--- Begin ---

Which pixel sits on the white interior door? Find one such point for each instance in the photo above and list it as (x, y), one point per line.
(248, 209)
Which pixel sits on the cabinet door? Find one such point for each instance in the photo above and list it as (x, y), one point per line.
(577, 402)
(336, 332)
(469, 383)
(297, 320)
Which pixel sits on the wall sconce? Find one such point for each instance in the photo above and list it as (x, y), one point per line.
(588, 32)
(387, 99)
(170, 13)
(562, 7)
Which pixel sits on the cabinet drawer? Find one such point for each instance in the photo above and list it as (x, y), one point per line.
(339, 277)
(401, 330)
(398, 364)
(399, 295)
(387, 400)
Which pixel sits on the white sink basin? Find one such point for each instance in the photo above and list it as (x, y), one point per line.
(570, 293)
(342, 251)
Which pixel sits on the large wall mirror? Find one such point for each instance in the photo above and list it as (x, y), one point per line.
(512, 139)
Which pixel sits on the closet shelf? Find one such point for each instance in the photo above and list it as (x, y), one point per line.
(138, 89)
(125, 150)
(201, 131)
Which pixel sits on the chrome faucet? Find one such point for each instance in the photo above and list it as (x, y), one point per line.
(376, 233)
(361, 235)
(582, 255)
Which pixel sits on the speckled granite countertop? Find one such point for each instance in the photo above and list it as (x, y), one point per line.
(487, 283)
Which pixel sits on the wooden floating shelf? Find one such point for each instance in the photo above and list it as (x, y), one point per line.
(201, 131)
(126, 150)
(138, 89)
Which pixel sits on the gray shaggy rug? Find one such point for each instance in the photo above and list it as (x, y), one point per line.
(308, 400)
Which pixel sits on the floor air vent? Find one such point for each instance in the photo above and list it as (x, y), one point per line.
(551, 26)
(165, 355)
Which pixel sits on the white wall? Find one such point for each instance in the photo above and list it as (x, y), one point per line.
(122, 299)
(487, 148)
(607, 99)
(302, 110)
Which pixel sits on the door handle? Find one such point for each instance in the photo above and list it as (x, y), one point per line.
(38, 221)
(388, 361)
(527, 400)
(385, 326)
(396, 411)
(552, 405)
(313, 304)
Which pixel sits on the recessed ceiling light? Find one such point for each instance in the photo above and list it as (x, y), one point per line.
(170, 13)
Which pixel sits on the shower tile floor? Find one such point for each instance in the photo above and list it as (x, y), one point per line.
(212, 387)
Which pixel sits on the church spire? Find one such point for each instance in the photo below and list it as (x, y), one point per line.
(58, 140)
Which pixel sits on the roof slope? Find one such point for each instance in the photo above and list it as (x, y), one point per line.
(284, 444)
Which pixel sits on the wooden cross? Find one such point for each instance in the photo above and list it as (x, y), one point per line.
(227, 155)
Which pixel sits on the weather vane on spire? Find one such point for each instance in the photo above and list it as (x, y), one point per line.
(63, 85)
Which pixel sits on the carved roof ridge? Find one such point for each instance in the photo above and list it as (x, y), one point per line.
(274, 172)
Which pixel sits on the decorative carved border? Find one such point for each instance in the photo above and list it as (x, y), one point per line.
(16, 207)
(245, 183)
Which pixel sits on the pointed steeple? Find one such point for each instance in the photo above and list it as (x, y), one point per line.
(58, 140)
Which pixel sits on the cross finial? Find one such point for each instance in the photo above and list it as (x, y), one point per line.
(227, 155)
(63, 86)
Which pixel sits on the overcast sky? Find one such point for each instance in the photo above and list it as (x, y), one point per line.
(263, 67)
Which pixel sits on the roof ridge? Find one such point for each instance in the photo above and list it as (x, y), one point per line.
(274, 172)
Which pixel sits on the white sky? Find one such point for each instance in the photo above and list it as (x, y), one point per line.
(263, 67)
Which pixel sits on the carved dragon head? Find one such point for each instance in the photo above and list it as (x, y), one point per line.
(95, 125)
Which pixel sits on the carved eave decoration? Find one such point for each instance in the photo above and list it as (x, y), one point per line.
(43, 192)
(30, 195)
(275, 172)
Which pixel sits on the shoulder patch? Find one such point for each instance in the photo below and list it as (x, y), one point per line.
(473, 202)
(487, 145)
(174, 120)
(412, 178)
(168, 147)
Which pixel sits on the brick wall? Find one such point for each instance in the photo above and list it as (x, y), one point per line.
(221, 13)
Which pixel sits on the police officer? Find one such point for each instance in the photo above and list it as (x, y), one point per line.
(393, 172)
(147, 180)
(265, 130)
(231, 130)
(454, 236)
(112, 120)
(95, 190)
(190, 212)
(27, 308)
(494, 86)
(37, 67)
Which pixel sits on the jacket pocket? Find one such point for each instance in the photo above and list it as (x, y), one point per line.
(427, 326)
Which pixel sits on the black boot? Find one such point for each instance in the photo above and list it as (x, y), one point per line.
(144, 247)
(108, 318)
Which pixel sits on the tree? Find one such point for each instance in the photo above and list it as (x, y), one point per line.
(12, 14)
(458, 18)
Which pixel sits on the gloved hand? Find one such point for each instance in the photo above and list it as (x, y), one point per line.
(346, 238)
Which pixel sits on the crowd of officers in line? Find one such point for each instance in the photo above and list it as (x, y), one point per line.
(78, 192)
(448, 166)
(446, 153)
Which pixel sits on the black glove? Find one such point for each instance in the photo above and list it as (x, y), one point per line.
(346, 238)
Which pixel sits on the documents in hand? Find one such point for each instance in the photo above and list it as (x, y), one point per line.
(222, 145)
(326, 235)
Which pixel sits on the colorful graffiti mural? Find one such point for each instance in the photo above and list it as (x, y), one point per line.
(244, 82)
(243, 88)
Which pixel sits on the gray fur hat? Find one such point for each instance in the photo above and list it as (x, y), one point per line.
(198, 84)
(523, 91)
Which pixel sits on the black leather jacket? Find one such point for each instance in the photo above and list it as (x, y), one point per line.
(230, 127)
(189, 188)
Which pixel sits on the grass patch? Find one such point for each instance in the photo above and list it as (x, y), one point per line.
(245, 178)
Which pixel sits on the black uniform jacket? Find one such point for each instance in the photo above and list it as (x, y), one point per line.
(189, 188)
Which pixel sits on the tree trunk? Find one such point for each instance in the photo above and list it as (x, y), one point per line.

--- End ---

Present every one of the records above as a numbered list, one line per number, with blank lines left out.

§ FULL RESPONSE
1. Which pixel sits on the white interior door? Find one such point for each instance in the photo above and list it as (x, y), one point per line.
2. (248, 209)
3. Which pixel sits on the cabinet door? Find one such point for each instance in the photo above and list it as (x, y), one point per line.
4. (577, 402)
5. (336, 332)
6. (469, 383)
7. (297, 320)
8. Which pixel sits on the wall sconce? Find one such point for each instance in the photo above and list it as (x, y), one point per line.
9. (588, 32)
10. (387, 99)
11. (170, 13)
12. (562, 7)
13. Which pixel sits on the cabinet drawer? Find one such point for each instance in the photo above and list it as (x, y), one point per line.
14. (339, 277)
15. (401, 330)
16. (398, 364)
17. (399, 295)
18. (387, 400)
19. Which pixel sits on the white sink basin? Find one such point for each instance in the photo above and list it as (x, y), one point per line.
20. (570, 293)
21. (342, 251)
22. Which pixel sits on the large wall mirror? Find one such point for each instance in the photo above and list it as (x, y), one point per line.
23. (512, 139)
24. Which pixel sits on the closet shelf? Find one such point for each instance in the photo above and list it as (x, y), one point per line.
25. (138, 89)
26. (125, 150)
27. (201, 131)
28. Which pixel sits on the chrome faucet? Find one such point for each instance in the photo above and list it as (x, y), one point per line.
29. (376, 233)
30. (361, 235)
31. (582, 255)
32. Which pixel sits on the speckled granite countertop? Find one such point for each instance in the photo above and list it as (x, y), one point per line.
33. (487, 283)
34. Which pixel sits on the wooden floating shelf? Find one such point for each instance in the photo above and list it as (x, y), one point per line.
35. (201, 131)
36. (126, 150)
37. (138, 89)
38. Which pixel sits on the gray shaggy rug? Find one such point for each instance in the photo above and list it as (x, y), one point per line.
39. (308, 400)
40. Which pixel sits on the floor air vent? Find one such point for each instance in the photo above and list it as (x, y), one point per line.
41. (551, 26)
42. (165, 355)
43. Which pixel sits on the white wall? Find one such point for each instance in the photo above and list it as (x, y), one point per line.
44. (122, 299)
45. (487, 148)
46. (607, 99)
47. (302, 110)
48. Which pixel sits on the door handle? Find one such point for each instance in the photo above and list it as (x, y), one point per line.
49. (38, 221)
50. (388, 361)
51. (527, 400)
52. (385, 326)
53. (396, 411)
54. (552, 405)
55. (313, 304)
56. Which pixel sits on the recessed ceiling light? Find one such point for each instance in the photo above and list it as (x, y), one point per line.
57. (170, 13)
58. Which pixel sits on the shower tile floor? Find one such point for each instance in the photo above and list it as (x, y), one point per line.
59. (212, 387)
60. Which pixel sits on the church spire? Find one such point for each instance in the photo below and list it as (x, y), one point per line.
61. (58, 140)
62. Which pixel sits on the roof slope? Find one such point for each instance in the photo above and list it as (x, y), one point per line.
63. (284, 444)
64. Which pixel sits on the wooden cross? Find one such point for each instance in the photo above and list it as (x, y), one point per line.
65. (227, 155)
66. Which pixel sits on the weather vane on spire? Find one such point for each instance in the photo above and list it as (x, y), one point per line.
67. (63, 85)
68. Which pixel sits on the carved roof ridge? Find one such point for each instance in the photo above and list it as (x, y), one point per line.
69. (274, 172)
70. Which pixel sits on the decorative carved border? Find one such point for each instance in the photo above and list it as (x, y), one point per line.
71. (16, 207)
72. (245, 183)
73. Which pixel sits on the pointed steeple? Find one such point for each instance in the photo above and list it as (x, y), one point per line.
74. (58, 140)
75. Which pixel sits on the cross finial? Find one such point for each instance in the photo above and list it as (x, y), one point per line.
76. (227, 155)
77. (63, 86)
78. Which pixel sits on the overcast sky? Find one such point for each instance in the photo above and list it as (x, y), one point per line.
79. (263, 67)
80. Which pixel sits on the roof ridge? Find one such point for each instance in the photo above and list it as (x, y), one point per line.
81. (274, 172)
82. Which pixel sits on the white sky? Find one such point for each instance in the photo above and list it as (x, y), one point per line.
83. (263, 67)
84. Which pixel sits on the carved dragon head? Find one such point for each instance in the photo above and list it as (x, y), one point per line.
85. (95, 125)
86. Which pixel sits on the carved eave decoration? Find one such point for each instance in the photo above and list it as (x, y), one point per line.
87. (43, 192)
88. (30, 195)
89. (275, 172)
90. Which pixel sits on the shoulder patch? Find one such point for each instance in the photo below and list it as (x, y), one point per line.
91. (473, 202)
92. (487, 145)
93. (174, 120)
94. (412, 178)
95. (168, 147)
96. Which pixel sits on the brick wall? Find one such point for each instance in the photo above and list it as (x, y), one point per line.
97. (221, 13)
98. Which pixel sits on the police officer? Find one such point for each instance in the photo above and list it as (x, y), one point per line.
99. (393, 172)
100. (147, 180)
101. (265, 130)
102. (231, 130)
103. (454, 236)
104. (112, 120)
105. (95, 190)
106. (190, 212)
107. (27, 308)
108. (494, 86)
109. (37, 67)
110. Which pixel sits on the jacket pocket? Find one such point for each instance in the photo above and list it as (x, y), one point per line.
111. (427, 326)
112. Which pixel sits on the black boot? Find one such point for each instance in the photo above and list it as (x, y), one point per line.
113. (144, 247)
114. (108, 318)
115. Which pixel sits on the tree? Find one such point for each instance in the photo above and list it as (x, y), one point per line.
116. (12, 14)
117. (458, 18)
118. Which pixel sits on the gloved hand? Find one such point for each instance in the photo above and list it as (x, y), one point per line.
119. (346, 238)
120. Which pixel sits on the crowd of officers in line? Find one such point for each instance in the photo above and list it as (x, y), one point per line.
121. (78, 192)
122. (448, 166)
123. (446, 153)
124. Which pixel sits on the black glove? Find one such point for each instance in the photo above and list it as (x, y), one point per line.
125. (346, 238)
126. Which pixel sits on the documents in hand? Find one such point for each instance in the photo above and list it as (x, y), one point per line.
127. (222, 145)
128. (326, 235)
129. Which pixel sits on the colorful graffiti mural? Find one such point for each instance in the photo above and list it as (x, y), one point per line.
130. (244, 82)
131. (243, 88)
132. Which pixel sits on the gray fur hat? Find one such point for each instance in the photo above and list it as (x, y), one point per line.
133. (198, 84)
134. (523, 91)
135. Which pixel sits on the black leather jacket? Find one such point for each instance in the photo above and list it as (x, y), one point per line.
136. (230, 127)
137. (189, 188)
138. Which pixel sits on the grass patch? Find one such point for each instance in the photo above and list it as (x, y), one point per line.
139. (245, 178)
140. Which pixel sits on the black uniform jacket? Find one such point for each instance in the photo above and list it as (x, y), one point per line.
141. (189, 188)
142. Which pixel sits on the tree trunk? Find one such point for each instance in the photo above and list it as (x, y), one point per line.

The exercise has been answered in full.